● DIRECTION 1: In the photoelectric effect question that follows, list each symbol defined in the list after "where:" together with the meaning given for it.

Question

Let $ K_1 $ be the maximum kinetic energy of photoelectrons emitted by light of wavelength $ \lambda_1 $ and $ K_2 $ corresponding to wavelength $ \lambda_2 $. If $ \lambda_1 = 2\lambda_2 $, then

• A. \( 2K_1 = K_2 \)
• B. \( K_1 = 2K_2 \)
• C. \( K_1<K_2 / 2 \)
• D. \( K_1>2K_2 \)

Hint:

The kinetic energy of the photoelectrons is inversely proportional to the wavelength of the light. As the wavelength increases, the kinetic energy decreases.

Answer 1

The Correct Option is C

The maximum kinetic energy of the photoelectrons emitted is related to the wavelength of light by Einstein's photoelectric equation: \[ K = h\nu - \phi \] where:
- \( K \) is the maximum kinetic energy of the photoelectrons,
- \( h \) is Planck's constant,
- \( \nu \) is the frequency of the incident light,
- \( \phi \) is the work function of the material. Since the frequency \( \nu \) is related to the wavelength \( \lambda \) by the equation \( \nu = \frac{c}{\lambda} \), where \( c \) is the speed of light, we can write the kinetic energy as: \[ K = h \left( \frac{c}{\lambda} \right) - \phi \] Now, let’s compare the kinetic energies for the two wavelengths: - For \( \lambda_1 \), the maximum kinetic energy is \( K_1 = h \left( \frac{c}{\lambda_1} \right) - \phi \), - For \( \lambda_2 \), the maximum kinetic energy is \( K_2 = h \left( \frac{c}{\lambda_2} \right) - \phi \). Given that \( \lambda_1 = 2\lambda_2 \), we have: \[ K_1 = h \left( \frac{c}{2\lambda_2} \right) - \phi \] \[ K_2 = h \left( \frac{c}{\lambda_2} \right) - \phi \] From the equations above, we can see that \( K_1 \) is less than \( K_2 / 2 \). This is because the frequency of the light corresponding to \( \lambda_1 \) is half of the frequency corresponding to \( \lambda_2 \), leading to a smaller kinetic energy for \( \lambda_1 \).
Thus, the correct answer is: \[ \text{(C) } K_1<K_2 / 2 \]

● PROVIDED MATERIAL:
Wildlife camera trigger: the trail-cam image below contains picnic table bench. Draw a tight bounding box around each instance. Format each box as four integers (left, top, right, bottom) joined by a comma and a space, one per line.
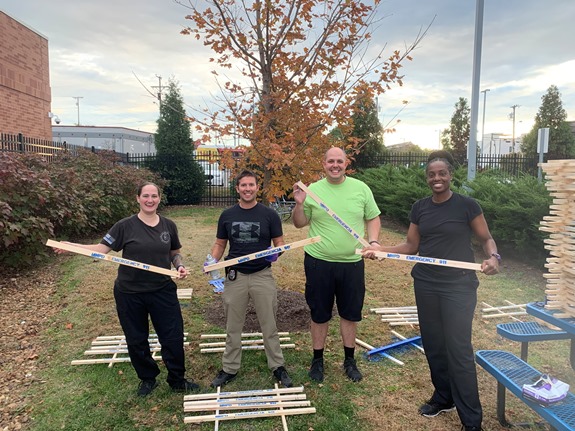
* * *
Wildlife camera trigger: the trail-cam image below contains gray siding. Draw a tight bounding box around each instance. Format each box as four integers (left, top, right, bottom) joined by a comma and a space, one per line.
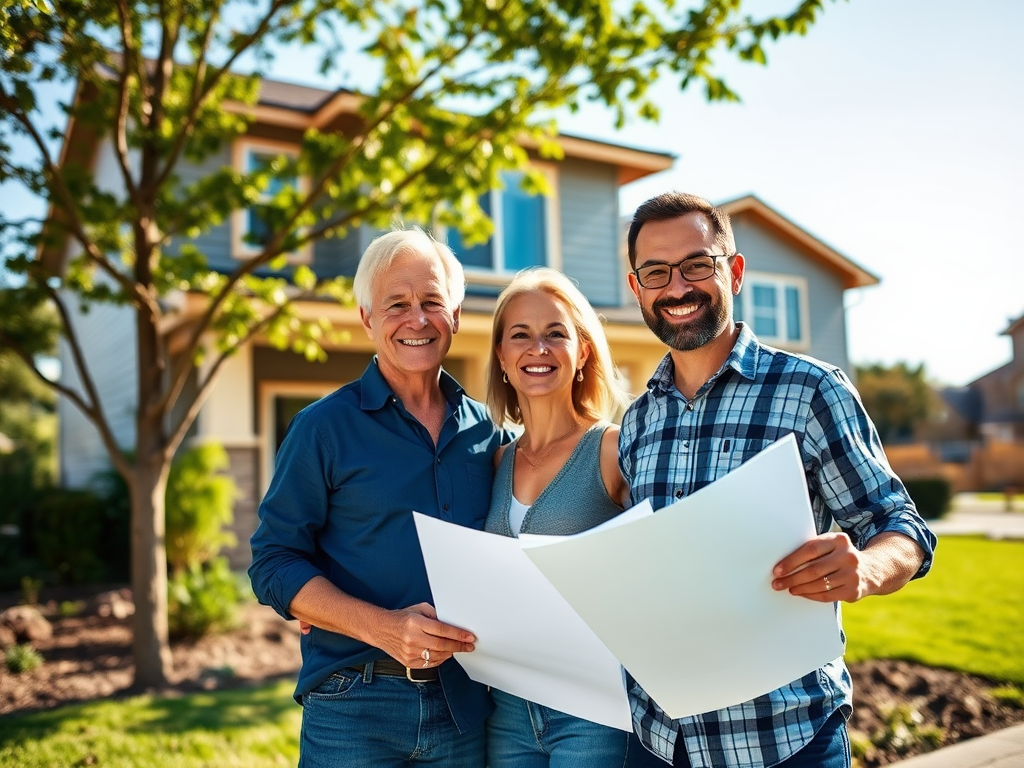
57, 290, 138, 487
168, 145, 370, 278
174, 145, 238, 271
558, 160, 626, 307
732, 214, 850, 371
* * *
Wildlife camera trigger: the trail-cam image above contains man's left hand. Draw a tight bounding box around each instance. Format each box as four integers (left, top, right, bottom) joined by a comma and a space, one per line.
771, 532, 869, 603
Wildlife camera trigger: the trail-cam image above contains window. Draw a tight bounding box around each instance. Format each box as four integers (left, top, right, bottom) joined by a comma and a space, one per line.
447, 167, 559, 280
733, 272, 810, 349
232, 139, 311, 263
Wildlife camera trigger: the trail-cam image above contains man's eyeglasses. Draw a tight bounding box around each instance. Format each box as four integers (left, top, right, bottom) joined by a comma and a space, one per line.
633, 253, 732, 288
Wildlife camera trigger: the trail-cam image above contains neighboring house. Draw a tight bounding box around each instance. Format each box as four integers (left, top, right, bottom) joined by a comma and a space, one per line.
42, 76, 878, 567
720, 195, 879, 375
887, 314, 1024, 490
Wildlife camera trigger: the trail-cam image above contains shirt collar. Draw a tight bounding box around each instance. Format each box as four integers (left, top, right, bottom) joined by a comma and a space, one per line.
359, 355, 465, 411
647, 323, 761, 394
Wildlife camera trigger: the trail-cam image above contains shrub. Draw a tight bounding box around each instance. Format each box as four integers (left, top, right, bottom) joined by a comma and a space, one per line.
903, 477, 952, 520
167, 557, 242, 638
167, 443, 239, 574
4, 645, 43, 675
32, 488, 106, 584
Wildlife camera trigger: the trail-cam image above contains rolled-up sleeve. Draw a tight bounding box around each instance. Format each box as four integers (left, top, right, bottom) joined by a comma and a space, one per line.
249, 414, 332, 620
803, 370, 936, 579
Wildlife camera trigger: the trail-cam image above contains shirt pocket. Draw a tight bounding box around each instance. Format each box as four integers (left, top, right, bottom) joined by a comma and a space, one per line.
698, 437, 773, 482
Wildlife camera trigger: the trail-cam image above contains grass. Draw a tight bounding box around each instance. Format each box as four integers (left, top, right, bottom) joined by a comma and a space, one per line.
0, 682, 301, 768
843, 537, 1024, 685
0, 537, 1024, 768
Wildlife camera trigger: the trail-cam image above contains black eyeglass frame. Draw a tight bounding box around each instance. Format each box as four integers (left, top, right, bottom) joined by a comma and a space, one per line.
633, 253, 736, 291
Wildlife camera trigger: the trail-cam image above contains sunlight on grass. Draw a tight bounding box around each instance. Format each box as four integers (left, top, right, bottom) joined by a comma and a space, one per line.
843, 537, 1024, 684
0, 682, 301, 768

● DIRECTION 2: From the entries, retype the lines from the one that contains "contains shirt collar." through the one that contains "32, 488, 106, 584", both included.

● EXERCISE OUTPUT 1:
- K: the maximum kinetic energy of the photoelectrons
- h: Planck's constant
- ν: the frequency of the incident light
- φ: the work function of the material

● EXERCISE OUTPUT 2:
Wildlife camera trigger: the trail-cam image above contains shirt collar. Draw a tight bounding box around each instance. Format each box as four integers (left, top, right, bottom) joined by a comma and a space, one per line.
359, 355, 465, 411
647, 323, 761, 394
Wildlife camera trigger: the trail-cam image above contains shrub. Draw a tight bounding box around each instance. Format each box as four integers (left, top, right, bottom) joined by a comma and a space, one per line.
903, 477, 952, 520
167, 557, 242, 638
167, 443, 239, 574
4, 645, 43, 675
32, 488, 106, 584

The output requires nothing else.